» WRITTEN REQUEST
Quote all lines below exactly. Images stay out.

» SUPPLIED ENTRIES
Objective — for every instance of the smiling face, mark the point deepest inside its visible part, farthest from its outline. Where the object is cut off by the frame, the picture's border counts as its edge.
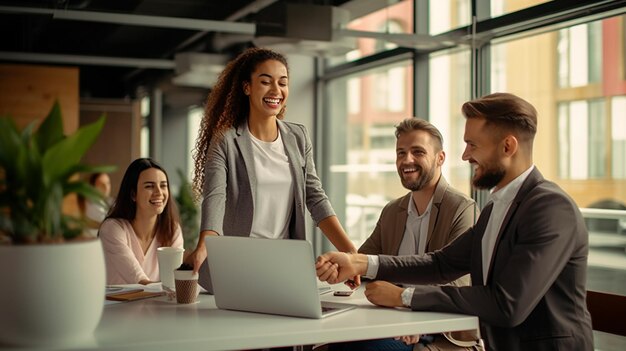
(418, 160)
(483, 152)
(103, 184)
(268, 89)
(152, 192)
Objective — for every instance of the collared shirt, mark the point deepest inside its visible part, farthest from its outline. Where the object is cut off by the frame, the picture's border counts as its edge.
(504, 197)
(502, 200)
(415, 230)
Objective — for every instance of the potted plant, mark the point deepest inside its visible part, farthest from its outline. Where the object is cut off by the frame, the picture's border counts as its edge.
(53, 283)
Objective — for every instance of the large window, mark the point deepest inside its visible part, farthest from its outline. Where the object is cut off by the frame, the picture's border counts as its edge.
(572, 69)
(361, 149)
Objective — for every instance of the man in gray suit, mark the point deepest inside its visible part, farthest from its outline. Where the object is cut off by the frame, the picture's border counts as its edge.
(527, 254)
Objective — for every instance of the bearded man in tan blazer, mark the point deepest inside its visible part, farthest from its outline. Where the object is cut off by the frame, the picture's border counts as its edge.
(426, 219)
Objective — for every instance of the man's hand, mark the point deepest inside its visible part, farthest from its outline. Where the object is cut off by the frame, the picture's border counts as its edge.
(384, 294)
(336, 267)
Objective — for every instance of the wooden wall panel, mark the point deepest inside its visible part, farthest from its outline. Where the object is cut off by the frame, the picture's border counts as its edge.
(27, 93)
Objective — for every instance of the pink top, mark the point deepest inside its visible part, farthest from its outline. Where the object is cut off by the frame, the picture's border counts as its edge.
(124, 258)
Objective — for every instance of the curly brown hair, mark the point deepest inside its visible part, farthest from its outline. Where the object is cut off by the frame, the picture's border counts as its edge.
(227, 106)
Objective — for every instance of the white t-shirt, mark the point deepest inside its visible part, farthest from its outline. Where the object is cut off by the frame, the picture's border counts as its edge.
(273, 202)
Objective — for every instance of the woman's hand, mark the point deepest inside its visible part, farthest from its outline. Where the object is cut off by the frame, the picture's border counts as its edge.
(197, 257)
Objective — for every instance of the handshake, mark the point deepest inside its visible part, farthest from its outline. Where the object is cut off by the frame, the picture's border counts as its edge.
(337, 267)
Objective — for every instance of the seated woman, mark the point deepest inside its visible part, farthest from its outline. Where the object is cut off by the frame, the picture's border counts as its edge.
(143, 218)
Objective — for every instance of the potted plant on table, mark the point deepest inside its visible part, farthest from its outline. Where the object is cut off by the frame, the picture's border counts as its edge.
(53, 283)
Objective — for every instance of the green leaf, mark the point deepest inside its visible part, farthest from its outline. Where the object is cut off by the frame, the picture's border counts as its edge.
(9, 142)
(60, 158)
(50, 131)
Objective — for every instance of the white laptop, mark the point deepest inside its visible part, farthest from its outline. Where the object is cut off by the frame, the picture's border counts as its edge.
(266, 276)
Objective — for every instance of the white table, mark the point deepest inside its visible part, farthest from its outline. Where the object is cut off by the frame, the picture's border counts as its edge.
(159, 324)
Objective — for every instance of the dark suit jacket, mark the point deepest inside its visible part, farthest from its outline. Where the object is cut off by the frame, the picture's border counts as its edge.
(534, 298)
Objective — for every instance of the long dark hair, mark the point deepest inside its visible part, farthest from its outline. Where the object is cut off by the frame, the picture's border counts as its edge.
(227, 106)
(124, 207)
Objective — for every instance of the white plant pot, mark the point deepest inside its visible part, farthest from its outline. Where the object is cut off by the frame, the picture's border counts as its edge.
(51, 294)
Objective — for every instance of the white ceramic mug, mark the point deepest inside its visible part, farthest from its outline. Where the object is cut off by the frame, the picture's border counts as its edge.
(170, 258)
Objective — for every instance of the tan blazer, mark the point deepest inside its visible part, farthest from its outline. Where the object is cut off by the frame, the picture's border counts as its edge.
(452, 213)
(534, 298)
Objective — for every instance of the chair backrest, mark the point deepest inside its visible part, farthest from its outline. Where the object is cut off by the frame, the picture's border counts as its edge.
(607, 312)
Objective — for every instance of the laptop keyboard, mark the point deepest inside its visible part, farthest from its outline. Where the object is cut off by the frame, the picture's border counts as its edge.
(328, 309)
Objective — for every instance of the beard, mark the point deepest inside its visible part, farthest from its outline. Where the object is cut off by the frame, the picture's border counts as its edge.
(492, 175)
(421, 181)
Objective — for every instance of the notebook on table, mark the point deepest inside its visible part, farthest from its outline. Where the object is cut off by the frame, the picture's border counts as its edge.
(266, 276)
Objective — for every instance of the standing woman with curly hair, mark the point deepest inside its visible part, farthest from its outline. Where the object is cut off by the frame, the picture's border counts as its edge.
(255, 171)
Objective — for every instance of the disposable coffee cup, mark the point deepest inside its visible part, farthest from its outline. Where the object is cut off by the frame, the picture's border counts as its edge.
(169, 259)
(186, 286)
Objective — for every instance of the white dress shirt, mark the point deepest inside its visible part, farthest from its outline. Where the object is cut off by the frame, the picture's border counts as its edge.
(502, 200)
(415, 230)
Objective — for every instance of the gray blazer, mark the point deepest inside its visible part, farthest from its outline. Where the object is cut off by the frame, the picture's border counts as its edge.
(534, 298)
(230, 182)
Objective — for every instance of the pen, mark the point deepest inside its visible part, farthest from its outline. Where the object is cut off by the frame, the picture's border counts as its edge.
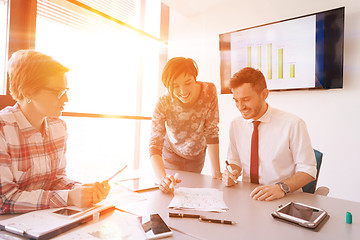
(116, 173)
(184, 215)
(228, 167)
(216, 221)
(172, 183)
(84, 212)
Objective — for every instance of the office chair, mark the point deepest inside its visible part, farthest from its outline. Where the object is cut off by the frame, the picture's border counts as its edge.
(311, 187)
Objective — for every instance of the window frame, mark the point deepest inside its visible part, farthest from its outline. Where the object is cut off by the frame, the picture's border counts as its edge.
(23, 20)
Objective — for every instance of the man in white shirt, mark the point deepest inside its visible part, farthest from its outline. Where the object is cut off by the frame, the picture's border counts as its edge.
(284, 158)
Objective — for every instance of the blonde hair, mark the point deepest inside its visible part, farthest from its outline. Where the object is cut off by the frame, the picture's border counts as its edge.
(29, 71)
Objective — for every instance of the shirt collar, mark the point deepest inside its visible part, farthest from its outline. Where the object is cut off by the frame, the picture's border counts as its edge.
(264, 118)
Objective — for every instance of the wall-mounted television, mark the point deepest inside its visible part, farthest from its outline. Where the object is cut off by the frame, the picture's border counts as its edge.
(303, 52)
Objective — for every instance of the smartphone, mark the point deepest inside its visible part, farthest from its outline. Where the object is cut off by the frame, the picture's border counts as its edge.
(159, 229)
(302, 214)
(67, 211)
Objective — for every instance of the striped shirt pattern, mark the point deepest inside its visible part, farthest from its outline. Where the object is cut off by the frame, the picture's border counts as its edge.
(188, 129)
(32, 165)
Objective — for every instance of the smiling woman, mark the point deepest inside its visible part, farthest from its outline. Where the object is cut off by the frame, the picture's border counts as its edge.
(185, 123)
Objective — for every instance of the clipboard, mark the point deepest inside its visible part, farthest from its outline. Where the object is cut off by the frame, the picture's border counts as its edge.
(44, 224)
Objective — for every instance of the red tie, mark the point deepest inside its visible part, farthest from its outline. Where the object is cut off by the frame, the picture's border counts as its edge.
(254, 161)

» RESULT
Objective — for every instance of the smiling face, mark the point deepest inside its visible part, farthest from its outline. Where the object is cut off by the frame, the picture's border counts as its edge.
(418, 160)
(483, 152)
(103, 184)
(268, 89)
(152, 192)
Objective — for every instance of the collared shirt, mark the point deepest inside its visible part, farthest from its outline. Where the object is cut off by the frame, the picture's border counts as its edge.
(504, 197)
(502, 200)
(415, 230)
Objective — for every instance of the potted plant, mark the point deepest inside its visible part, farthest from its outline. Where the object is cut off by the frame, the picture's border counts as its edge.
(53, 283)
Objective — for every instance of the large window, mark the point deepest inside its visible part, farthest from its outline. Where the object is cut off by the frame, the picture's border counts as its edge.
(572, 69)
(361, 149)
Objective — for every instance of the man in gray suit, mark the point deepest inside its visible part, farthest from its outline. Where the object is cut off by the frame, the picture's border counts as its edge.
(527, 254)
Objective — for every instance of the bearded man in tan blazer, mark the point deepest inside its visible part, farthest from its outline. Where the object is cut off by the frame, the picture's border counts as its edge.
(426, 219)
Objective — for every instance of the man's hand, mark the point deepest inside its visible part, farthest from its outline. Where the object is cut off by the frame, the picture's border counts as its edge.
(384, 294)
(336, 267)
Objective — for every instance of the wooden wall panel, mark the point deepest inside its visible part, farthest from its outline. Where the object is cut off by the frame, the picture's border counts as its edge.
(27, 93)
Objective — for every instance of the pink top, mark the point deepest inside its visible part, farthest from its outline. Where the object is cut off by the frame, the picture's border counts as its edge.
(124, 258)
Objective — for every instance of the curly brown hair, mark the point deepest inside its visible part, farthest from its outline. Where the object is cut off by the frame, the picture's border counts as its edge.
(227, 106)
Objective — for every instance of the white t-shirt, mark the point deepest inside its visible part, farthest from its outline. Where the object is cut off by the frame, the picture's border counts as its edge.
(273, 202)
Objective — for every instance of the woman's hand, mark the point deepest inside its visible part, farthest from its outline. Where the object is cut off by the frame, the picture's border counts as its edge.
(197, 257)
Objective — for every instance of the handshake, mark the point deepest inside its visible part, farthest from its outline. Where the object is cut off by the frame, the picture's border counts as its edge.
(337, 267)
Objective — for every instance of the seated woman, mark the point deepest inside its visible part, farthest from its outline. Where the object is cut off by the frame, the picture's border counts as its edge.
(143, 218)
Objective — for every instance of the potted plant on table, mark the point deepest inside its visible part, farthest from its outline. Where the object is cut off by the frame, the picture's border counts as its edge.
(53, 283)
Objective — for every instance of the green leaf, mark the point deepest inside its visible part, farthest from its outline. Where the object is cut off by the frame, the picture's border counts as its edge.
(9, 142)
(60, 158)
(50, 131)
Objective — for every instance of the white laptop, mark the point deepest inside its visible part, farthest from its outline. Where the object is cut off by the frame, the picture's border counts as its edge.
(266, 276)
Objective — for every instance of the white table, mark the point deepest inside its visible part, farthest from its outline. Where the object is cut off by the frame, the picture's border counts as its edge.
(159, 324)
Objective — for every instance of the dark suit jacket, mark the point deepest inside its visible part, farthest from its outline. Where the object is cut off by the frame, the picture's border counts as its edge.
(534, 298)
Objective — for every instance of the long dark hair, mark the point deepest inside its visible part, farthest from its outline. Where the object is cut off by the frame, the picture's border counts as its edge.
(227, 106)
(124, 207)
Objective — for every instance of the white plant pot, mark the point deepest inside its visible part, farthest from its outline. Where the object is cut off by the frame, the picture's border counts as its edge.
(51, 294)
Objective — for every instance of the white ceramic mug, mark the point deepest inside its visible part, farthest from its outline. Where the object is cut off by the frame, the picture's border counts as its edge.
(170, 258)
Objective — for every instance of the tan blazer, mark the point deepest inside its visible part, farthest from its outline. Where the object is cut off by the frame, the picture's border counts as its edge.
(452, 213)
(534, 298)
Objective — for every instance of the chair backrest, mark the point deepest inside its visible part, farthest from its outline. Where the object is cut off by the frame, the picture's border counts as its edge.
(607, 312)
Objective — for every instance of the laptop keyboard, mark the point deepest inside its visible part, farthest from its outline. Where the object is cut off by the frame, the picture's border counts as its edge.
(328, 309)
Objective — for every instance of the beard, mark the point deepest inside its visible part, farthest from its outline. Where the object is cut off by the frame, the picture's border counts as its edge.
(492, 175)
(421, 181)
Objective — for every instance of the notebook on table, mark the point deepest inside its visible part, farthest from its outline. Where the object is cut off by the frame, the picture's border counts as its edge.
(266, 276)
Objective — for every instance of the standing woman with curly hair, mark the point deepest inside its visible part, farthest from its outline. Where the object is cut off by the frame, the picture's border counts as its edge.
(255, 171)
Objective — for every instance of the disposable coffee cup, mark the point deepest inside its visible part, farthest from its outline. Where the object is cut off by the frame, the picture's border counts as its edge.
(169, 259)
(186, 286)
Objective — for every instance of the white dress shirt, mark the point deepest inside its visible part, farthest from its outline. Where the object is cut off by the frame, the picture's border counts as its edge.
(502, 200)
(415, 230)
Objective — for every instance of the gray blazer, mark the point deepest inside its visible part, farthest from its outline. Where the object is cut off by the frame, the picture's border counts as its edge.
(534, 298)
(230, 182)
Objective — for every instance of the pen, mark the point deepest inside its visible part, farthest from its outline. Where the object is cut off by the frame, the picture's border counts as its edge.
(116, 173)
(184, 215)
(228, 167)
(216, 221)
(172, 183)
(84, 212)
Objective — for every instance of the office chair, mark the point deepest inside its visible part, farthest from its outline. Where the object is cut off by the frame, the picture's border counts as its edge.
(311, 187)
Objective — for every instance of the window frame, mark the point deepest inside its visible part, farthest from its outline. Where the object is cut off by the frame, the picture's border counts as its edge.
(23, 20)
Objective — for every instance of the man in white shirt, mark the point deepest inside its visible part, farthest from its outline. Where the object is cut off by the frame, the picture's border counts as its edge.
(284, 158)
Objective — for every instance of the blonde hair, mark the point deepest inside its visible part, farthest from its outline. Where the object is cut off by the frame, the picture's border counts as its edge.
(29, 71)
Objective — for every instance of the shirt collar, mark the point deepest inside its visible part, farthest from its outline. Where the object is cut off by the frame, the picture's border counts as its edge.
(264, 118)
Objective — for every instance of the wall-mounted television, mark the point deepest inside its visible part, farthest from its outline. Where the object is cut off by the frame, the picture's border counts as its edge.
(303, 52)
Objective — for every instance of the smartphone, mark the point deepest inside its visible part, farthest from its outline. Where the object is cut off by the frame, the picture's border counts as its edge.
(159, 229)
(302, 214)
(67, 211)
Objective — for every instance of the striped shirt pattern, mark the point deepest inside its visible part, farthest from its outline. Where the object is cut off by the frame, the picture's border counts as its edge.
(188, 129)
(32, 165)
Objective — for every instance of the smiling woman, mark the point deepest inside its visible part, farthest from its outline. Where the object is cut off by the frame, the picture's border counts as its edge.
(185, 123)
Objective — for every instance of the clipboard, mark the point deepest inside its visible part, farthest from its outline. Where the object is cut off by the frame, the picture's border counts as its edge.
(44, 224)
Objective — for every instance of the red tie, mark the point deepest inside its visible part, farthest from its outline. Where the object is cut off by the frame, the picture's border counts as its edge.
(254, 161)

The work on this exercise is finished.